What to produce -
Write out the entries below word for word, everything from the line containing "Please annotate every jeep tire" down to the line containing "[154,0,188,22]", with both of those lines included.

Material provided -
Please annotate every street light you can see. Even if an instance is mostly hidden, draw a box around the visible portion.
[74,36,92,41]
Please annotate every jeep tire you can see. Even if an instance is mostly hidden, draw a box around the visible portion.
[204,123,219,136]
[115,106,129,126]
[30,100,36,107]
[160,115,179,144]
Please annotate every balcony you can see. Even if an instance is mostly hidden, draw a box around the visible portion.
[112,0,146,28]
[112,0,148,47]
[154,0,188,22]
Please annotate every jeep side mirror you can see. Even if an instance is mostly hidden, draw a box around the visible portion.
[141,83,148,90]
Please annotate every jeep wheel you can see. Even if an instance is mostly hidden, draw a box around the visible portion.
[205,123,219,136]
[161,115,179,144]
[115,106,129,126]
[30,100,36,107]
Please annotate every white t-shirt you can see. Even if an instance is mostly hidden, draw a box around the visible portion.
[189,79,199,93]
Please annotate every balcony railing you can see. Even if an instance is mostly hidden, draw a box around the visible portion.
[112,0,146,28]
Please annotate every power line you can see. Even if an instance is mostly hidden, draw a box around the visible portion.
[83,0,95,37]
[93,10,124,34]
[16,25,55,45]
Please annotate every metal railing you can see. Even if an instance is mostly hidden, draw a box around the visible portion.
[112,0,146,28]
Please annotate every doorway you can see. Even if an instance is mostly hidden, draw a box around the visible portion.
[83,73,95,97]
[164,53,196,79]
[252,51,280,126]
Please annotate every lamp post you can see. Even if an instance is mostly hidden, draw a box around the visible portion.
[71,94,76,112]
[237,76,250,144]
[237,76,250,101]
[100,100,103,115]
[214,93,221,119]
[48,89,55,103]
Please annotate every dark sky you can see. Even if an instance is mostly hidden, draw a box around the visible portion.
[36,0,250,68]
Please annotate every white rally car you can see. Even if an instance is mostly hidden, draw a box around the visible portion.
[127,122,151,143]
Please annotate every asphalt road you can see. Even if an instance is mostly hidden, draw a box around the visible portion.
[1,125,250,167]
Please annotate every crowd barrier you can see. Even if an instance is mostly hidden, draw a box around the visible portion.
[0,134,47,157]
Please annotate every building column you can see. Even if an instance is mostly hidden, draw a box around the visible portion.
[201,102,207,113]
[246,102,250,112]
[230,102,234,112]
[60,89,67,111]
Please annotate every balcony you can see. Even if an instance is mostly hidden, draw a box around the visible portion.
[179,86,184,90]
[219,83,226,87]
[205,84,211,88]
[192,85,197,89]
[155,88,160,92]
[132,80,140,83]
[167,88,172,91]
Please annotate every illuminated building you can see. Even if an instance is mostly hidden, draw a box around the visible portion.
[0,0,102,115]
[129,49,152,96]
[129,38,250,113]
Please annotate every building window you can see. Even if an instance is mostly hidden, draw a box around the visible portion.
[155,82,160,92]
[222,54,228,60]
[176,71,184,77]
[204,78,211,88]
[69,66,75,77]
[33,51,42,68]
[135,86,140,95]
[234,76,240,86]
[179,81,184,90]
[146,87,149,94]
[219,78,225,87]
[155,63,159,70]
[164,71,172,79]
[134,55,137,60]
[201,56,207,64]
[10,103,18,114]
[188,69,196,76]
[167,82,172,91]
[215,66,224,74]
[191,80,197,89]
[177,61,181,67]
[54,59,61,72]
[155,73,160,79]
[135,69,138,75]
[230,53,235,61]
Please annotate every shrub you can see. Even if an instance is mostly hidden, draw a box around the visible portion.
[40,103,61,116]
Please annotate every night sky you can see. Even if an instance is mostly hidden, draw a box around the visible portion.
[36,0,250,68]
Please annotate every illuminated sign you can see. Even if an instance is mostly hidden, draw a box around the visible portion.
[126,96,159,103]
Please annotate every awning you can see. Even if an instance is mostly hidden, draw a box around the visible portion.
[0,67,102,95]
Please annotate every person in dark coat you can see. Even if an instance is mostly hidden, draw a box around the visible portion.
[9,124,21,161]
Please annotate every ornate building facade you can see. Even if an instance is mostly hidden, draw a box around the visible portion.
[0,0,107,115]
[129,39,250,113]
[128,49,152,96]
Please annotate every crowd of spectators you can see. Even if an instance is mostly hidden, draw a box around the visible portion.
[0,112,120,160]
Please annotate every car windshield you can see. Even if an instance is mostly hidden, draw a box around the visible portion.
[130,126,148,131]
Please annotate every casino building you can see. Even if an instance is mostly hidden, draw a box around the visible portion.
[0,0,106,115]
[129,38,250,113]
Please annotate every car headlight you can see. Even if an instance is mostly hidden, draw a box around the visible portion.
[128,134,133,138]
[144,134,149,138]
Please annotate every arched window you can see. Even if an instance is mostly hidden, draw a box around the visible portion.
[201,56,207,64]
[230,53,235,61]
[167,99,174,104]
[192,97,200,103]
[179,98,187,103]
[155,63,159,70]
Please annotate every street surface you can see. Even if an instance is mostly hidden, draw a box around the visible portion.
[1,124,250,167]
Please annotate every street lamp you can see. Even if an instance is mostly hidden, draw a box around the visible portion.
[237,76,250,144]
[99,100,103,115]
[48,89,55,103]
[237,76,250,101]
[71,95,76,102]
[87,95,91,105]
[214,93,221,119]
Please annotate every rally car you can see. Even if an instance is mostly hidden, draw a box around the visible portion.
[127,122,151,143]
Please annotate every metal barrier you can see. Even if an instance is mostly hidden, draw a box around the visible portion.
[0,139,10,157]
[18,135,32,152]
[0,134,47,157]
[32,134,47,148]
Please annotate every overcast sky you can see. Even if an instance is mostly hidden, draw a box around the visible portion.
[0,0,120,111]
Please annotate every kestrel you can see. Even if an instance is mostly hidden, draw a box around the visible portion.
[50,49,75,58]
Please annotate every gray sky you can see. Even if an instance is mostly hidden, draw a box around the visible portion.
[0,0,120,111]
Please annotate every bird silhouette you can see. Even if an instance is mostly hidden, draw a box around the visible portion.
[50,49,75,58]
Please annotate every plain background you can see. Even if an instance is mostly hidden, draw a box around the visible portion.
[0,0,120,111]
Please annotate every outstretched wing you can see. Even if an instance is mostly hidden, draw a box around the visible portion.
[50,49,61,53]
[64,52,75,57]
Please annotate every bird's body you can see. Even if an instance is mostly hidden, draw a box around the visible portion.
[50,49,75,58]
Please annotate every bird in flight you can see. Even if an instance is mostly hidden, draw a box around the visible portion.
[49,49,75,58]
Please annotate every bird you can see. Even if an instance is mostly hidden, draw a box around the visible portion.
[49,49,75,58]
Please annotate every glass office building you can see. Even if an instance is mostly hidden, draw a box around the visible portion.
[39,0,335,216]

Result for this exercise -
Please annotate every jeep tire you can see. Even if an instance is mostly hidden, draw a box around the visible portion.
[204,123,219,136]
[115,106,129,126]
[30,100,36,107]
[160,115,179,144]
Please annotate every balcony you can see. Even if an instance is mostly hidden, draw a box around the visible portion.
[112,0,146,28]
[112,0,148,47]
[154,0,188,22]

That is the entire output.